World News

Chinese Scholars Warn Against Rush on COC in South China Sea

With the Association of Southeast Asian Nations (ASEAN) vowing to speak with one voice on negotiating a Code of Conduct (COC) in the South China Sea, Beijing finds its position of working slowly on the matter challenged by the regional group.
China, which has maritime territorial disputes with several ASEAN nations, including Vietnam and the Philippines, has said it is in "no rush" to negotiate a Code of Conduct. This puts it at odds with the Southeast Asian group, which has indicated it wants an early conclusion to the talks.
As ASEAN and China prepare for a foreign ministerial meeting in Beijing this month, the Chinese position is being portrayed in many media stories as a delaying strategy.
Su Xiaohui, deputy director of the department of international strategy at the China Institute of International Studies, explained China's position on this issue during an interview with Voice of America.

"The Chinese side has found out that it has a certain different understanding on the South China Sea COC with other related parties, including ASEAN countries. First, we want the South China Sea COC to provide a relatively good atmosphere to discuss and negotiate future territorial disputes. This is China's basic position. Other parties, however, consider South China Sea COC as an actual method to solve the South China Sea dispute. This is our difference in thinking. We believe that after an agreement is reached on conduct, all parties concerned will follow rules more closely, thus creating a good regional state of affairs, so as to solve the territorial disputes through bilateral talks."

_Data excerpt_
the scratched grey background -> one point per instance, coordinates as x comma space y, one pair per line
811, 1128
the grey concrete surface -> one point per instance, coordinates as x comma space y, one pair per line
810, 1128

_Task to carry out_
Pick up the news article about China's stance on a South China Sea code of conduct right after its last sentence, and keep writing it.

_Expected answer_
China's rise and expansion of its naval strength has worried neighboring countries. The U.S. rebalance to Asia is seen by many as a balancing force for countries with territorial disputes with China.
Luo Yuan, a popular hawkish military scholar, criticizes the U.S. as being biased and calls the Philippines a "trouble maker."

"The Philippines is playing the role of a trouble maker on the South China Sea. The Philippines attempts to use military means to solve the South China Sea problem. It is simply impossible. The Philippines won't be able to change its balance of power with China no matter how much more weaponry it purchases. We hope the Philippines will walk with China towards the same direction and work to solve the disputes peacefully through negotiations."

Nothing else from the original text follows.